Data provided:
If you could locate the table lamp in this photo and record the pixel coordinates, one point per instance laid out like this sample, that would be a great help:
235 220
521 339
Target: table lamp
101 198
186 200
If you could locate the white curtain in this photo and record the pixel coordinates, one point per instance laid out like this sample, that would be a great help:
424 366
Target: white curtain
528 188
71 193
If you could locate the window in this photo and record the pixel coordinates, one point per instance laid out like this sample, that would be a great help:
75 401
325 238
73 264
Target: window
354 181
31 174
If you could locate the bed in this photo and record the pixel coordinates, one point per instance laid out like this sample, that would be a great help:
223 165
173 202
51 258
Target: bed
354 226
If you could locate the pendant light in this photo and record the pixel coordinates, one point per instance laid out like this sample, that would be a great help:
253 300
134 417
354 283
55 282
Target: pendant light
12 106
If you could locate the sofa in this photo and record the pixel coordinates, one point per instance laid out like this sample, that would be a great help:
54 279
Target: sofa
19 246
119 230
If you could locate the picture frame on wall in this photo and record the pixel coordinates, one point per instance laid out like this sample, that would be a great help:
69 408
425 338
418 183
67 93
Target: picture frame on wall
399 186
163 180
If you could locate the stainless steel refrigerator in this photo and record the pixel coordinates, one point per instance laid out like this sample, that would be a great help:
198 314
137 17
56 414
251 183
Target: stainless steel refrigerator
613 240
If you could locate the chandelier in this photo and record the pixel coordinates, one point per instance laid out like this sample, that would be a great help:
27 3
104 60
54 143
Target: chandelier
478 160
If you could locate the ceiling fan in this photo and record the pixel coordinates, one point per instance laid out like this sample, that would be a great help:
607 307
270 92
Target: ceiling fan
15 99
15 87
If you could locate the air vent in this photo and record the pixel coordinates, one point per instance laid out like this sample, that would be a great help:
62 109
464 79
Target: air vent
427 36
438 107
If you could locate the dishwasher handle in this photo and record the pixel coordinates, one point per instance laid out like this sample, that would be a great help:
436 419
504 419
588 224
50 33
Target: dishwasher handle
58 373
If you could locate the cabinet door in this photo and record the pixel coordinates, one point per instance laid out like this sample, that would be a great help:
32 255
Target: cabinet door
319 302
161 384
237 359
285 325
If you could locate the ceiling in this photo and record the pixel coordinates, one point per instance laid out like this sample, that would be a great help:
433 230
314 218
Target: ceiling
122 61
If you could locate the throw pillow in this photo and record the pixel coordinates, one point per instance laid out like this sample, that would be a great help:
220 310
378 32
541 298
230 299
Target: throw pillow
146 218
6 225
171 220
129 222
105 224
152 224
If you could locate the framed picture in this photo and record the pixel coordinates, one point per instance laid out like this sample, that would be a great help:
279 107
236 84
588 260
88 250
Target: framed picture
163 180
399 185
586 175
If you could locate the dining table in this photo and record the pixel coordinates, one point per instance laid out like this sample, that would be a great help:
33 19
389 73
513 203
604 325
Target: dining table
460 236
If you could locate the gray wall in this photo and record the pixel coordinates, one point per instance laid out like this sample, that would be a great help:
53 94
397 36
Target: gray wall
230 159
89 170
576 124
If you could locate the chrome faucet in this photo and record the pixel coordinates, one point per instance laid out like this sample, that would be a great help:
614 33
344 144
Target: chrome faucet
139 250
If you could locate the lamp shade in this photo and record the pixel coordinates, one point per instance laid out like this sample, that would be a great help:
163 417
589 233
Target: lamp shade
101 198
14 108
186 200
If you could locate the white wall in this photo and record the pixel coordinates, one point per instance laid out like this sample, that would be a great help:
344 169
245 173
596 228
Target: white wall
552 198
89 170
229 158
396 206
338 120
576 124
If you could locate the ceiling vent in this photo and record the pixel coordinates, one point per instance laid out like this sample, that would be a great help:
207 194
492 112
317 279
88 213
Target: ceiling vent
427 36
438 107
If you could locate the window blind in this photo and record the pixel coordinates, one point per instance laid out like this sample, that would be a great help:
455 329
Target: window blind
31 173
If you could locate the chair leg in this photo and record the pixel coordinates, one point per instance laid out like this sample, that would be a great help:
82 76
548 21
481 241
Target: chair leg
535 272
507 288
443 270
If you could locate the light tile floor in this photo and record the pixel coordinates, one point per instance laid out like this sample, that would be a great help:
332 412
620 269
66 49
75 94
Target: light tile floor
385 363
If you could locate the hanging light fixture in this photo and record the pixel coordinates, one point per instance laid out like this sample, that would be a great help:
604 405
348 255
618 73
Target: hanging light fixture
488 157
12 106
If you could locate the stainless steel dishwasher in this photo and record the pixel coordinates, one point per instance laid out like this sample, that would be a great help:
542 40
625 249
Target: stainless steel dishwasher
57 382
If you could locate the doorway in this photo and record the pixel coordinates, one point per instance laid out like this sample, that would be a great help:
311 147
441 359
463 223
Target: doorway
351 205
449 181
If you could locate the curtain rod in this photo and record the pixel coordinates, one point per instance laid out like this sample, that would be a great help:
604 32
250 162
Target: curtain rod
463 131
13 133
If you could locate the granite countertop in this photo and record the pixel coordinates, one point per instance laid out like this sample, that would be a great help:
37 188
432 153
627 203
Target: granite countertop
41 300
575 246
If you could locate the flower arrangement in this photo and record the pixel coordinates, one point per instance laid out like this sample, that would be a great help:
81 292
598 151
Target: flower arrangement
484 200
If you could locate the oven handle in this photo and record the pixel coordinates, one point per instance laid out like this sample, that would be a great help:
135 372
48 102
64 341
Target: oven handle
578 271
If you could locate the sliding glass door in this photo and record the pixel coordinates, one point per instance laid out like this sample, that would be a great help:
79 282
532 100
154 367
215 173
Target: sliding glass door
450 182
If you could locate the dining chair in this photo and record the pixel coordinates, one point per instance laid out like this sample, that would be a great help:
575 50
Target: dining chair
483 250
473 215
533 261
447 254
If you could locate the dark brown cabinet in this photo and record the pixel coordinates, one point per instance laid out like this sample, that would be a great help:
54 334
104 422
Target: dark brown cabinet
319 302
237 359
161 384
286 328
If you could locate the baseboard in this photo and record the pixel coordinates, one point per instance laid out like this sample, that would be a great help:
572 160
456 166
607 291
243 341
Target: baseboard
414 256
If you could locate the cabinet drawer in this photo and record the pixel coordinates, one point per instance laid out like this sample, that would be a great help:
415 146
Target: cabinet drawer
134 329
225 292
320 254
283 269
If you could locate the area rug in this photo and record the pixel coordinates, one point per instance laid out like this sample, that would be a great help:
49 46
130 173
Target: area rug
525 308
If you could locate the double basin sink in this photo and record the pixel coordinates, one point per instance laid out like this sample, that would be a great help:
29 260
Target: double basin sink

Exercise instructions: The entries above must be retyped exactly, down to the last character.

Response to this task:
If you could locate the table lamp in this photo and record the pixel coordinates, one point per instance laid out like this sample, that would be a great help:
235 220
521 339
Target: table lamp
101 198
186 200
If you could locate the white curtain in this photo and record the pixel coordinates, one point per instance laid out like this sample, that would be a great help:
424 366
Target: white curtain
528 188
71 193
If you could locate the window in this photo and record the pixel coordinates, one point per instance laid out like this sample, that would be a great help:
75 401
325 238
73 264
Target: window
354 181
31 174
If you could locate the bed in this photo and record the pixel coordinates, one point per instance laid out like this sample, that would be a great help:
223 165
173 202
51 258
Target: bed
354 226
If you could locate the pendant light in this photo and record the pixel coordinates, one point per instance laid out like this sample, that would be a great help:
253 300
134 417
354 283
55 282
Target: pendant light
12 106
If you could locate the sofa in this photo and record the pixel coordinates, one point per instance laid out like this sample, that would be a great help:
54 279
Target: sofa
19 246
119 230
If you could locate the picture frame on wall in this photo and record the pixel coordinates, one point per instance laid out like this sample, that would be a great help:
69 408
425 338
418 183
67 93
Target: picture frame on wall
399 186
163 180
If you could locate the stainless steel refrigerator in this photo and record the pixel coordinates, one point per instance laid out like this sample, that would be a great help:
198 314
137 17
56 414
251 183
Target: stainless steel refrigerator
613 240
If you could locate the chandelier in this photo and record the pixel coordinates, one point per instance laid out like this sample, that would be a great help:
27 3
104 60
54 143
Target: chandelier
478 160
If you could locate the ceiling fan in this photo and record the pixel coordinates, one point per instance laid out like this sample, that would be a great help:
607 307
270 92
Target: ceiling fan
15 99
15 87
If you could locate the air vent in this photo and record the pixel coordinates, one point per instance laid out like this sample, that would be a great help:
62 109
464 79
Target: air vent
427 36
438 107
If you could locate the dishwasher handle in this photo and record the pixel coordinates, one point per instance laid out like this sample, that would be a great help:
436 419
504 419
588 224
50 33
Target: dishwasher handle
58 373
If you could locate the cabinet door in this photo and record the pixel coordinates, one point per instance laid out like this sample, that would be a great help:
32 255
Target: cabinet door
319 302
161 384
237 359
285 325
If you could locate the ceiling in this photo and record the pixel coordinates, one point per instance laid out like this sample, that would be a great help:
433 230
314 218
Target: ceiling
122 61
If you could locate the throw pillow in this photo and record the pixel coordinates, one point per instance laid out like this sample, that would be a great help:
220 310
378 32
541 298
230 299
Target: throw pillow
146 218
6 225
171 220
129 222
105 224
152 224
If you could locate the framed picture in this photo and record the pixel coordinates, one point per instance laid out like this sample, that would be a great help:
279 107
236 84
588 260
88 250
Target: framed picture
163 180
399 185
586 175
If you could locate the dining table in this photo and record the pixel coordinates, one point per instance laid out like this sample, that would be a great help:
33 19
389 73
513 203
604 325
Target: dining table
460 236
If you could locate the gray wall in this photo and record the pixel coordinates, one point per instance laid out like this sample, that would be a great help:
53 94
397 36
Target: gray wall
230 159
89 170
576 124
If you could locate the chrome faucet in this photo and record the pixel coordinates, one point per instance laid out like this sample, that would be a great help:
614 33
344 144
Target: chrome faucet
139 250
If you could locate the lamp shade in this photo and record the pixel coordinates, one point per instance laid out like this sample, that would be a great help:
163 417
589 233
Target: lamp shade
101 198
14 108
186 200
If you could locate the white wall in this photo and record the pixel coordinates, one point per instance laid out like this sample, that would be a great help:
344 169
245 173
596 228
Target: white wall
552 198
89 170
229 158
396 206
338 120
576 124
If you could locate the ceiling vent in this photo and record the pixel coordinates, one point per instance laid out like this sample, that would be a great help:
207 194
492 112
317 279
88 213
Target: ceiling vent
427 36
438 107
If you could locate the window blind in this photo and record the pixel coordinates, one point per instance laid out like this sample, that would be a great help:
455 329
Target: window blind
31 173
If you could locate the chair leg in this photo and record the pixel coordinates, one point per instance laid out like this sample, that would be a great help:
82 76
548 21
481 241
Target: chair leg
535 272
507 288
443 270
If you could locate the light tile floor in this photo and record the pixel coordinates, one point per instance laid out like this sample, that would be a great help:
332 412
620 269
66 49
75 94
Target: light tile floor
385 363
If you could locate the hanging light fixture in this photo and record the pixel coordinates, one point per instance laid out like this sample, that would be a great help:
604 405
348 255
618 73
Target: hanging light fixture
488 157
12 106
If you could locate the stainless steel dishwasher in this photo and record the pixel coordinates, one point per instance laid out like this sample, that would be a great help:
542 40
625 249
Target: stainless steel dishwasher
57 382
If you could locate the doorway in this photo and record the pixel coordinates, one point per instance laid out like this sample, that would be a great help:
311 147
441 359
463 223
Target: doorway
351 205
449 181
If you could locate the curtain rod in this photo and record the pixel coordinates, one point per instance laid out like this sample, that would be a great help:
604 32
250 162
Target: curtain rod
463 131
13 133
If you could locate the granite countertop in this photo and record the pixel coordinates, one point per instance laid out like this sample, that would be a great help:
37 188
432 153
627 203
Target: granite countertop
41 300
575 246
If you could locate the flower arrangement in this photo and record the pixel coordinates, one point per instance laid out like this sample, that would be a great help:
81 292
598 151
Target: flower arrangement
484 200
If you could locate the oven handle in this photo and record the pixel coordinates, one point per instance laid out like this sample, that would be a great help:
135 372
48 102
64 341
Target: oven handle
578 271
If you could locate the sliding glass door in this photo and record the pixel coordinates, one point per instance laid out like this sample, that would be a great help:
79 282
532 100
154 367
215 173
Target: sliding glass door
450 182
If you could locate the dining chair in this photo and record the pixel coordinates, one point per instance laid out like this sample, that would be a great help:
575 50
Target: dining chair
483 250
473 215
533 261
447 254
If you could locate the dark brown cabinet in this photo and record the pixel coordinates, one point per instance laid out like this sample, that would be a great help:
54 334
104 422
Target: dark brown cabinet
319 302
237 359
161 384
286 328
If you could locate the baseboard in this photo and record the pixel coordinates, one point per instance laid out like this sample, that would be a great help:
572 160
456 166
607 291
243 341
Target: baseboard
414 256
If you could locate the cabinet drawer in this photo and record the pixel coordinates, one point per instance laid out like this sample, that would be a great help:
415 146
Target: cabinet drawer
134 329
225 292
320 254
283 269
If you could locate the area rug in this photo and record the pixel coordinates, one point per instance laid out like this sample, that would be a great help:
49 46
130 173
Target: area rug
525 308
If you could locate the double basin sink in this photo and record the pixel coordinates, one point per instance laid out like this sample, that would be a great help:
29 260
Target: double basin sink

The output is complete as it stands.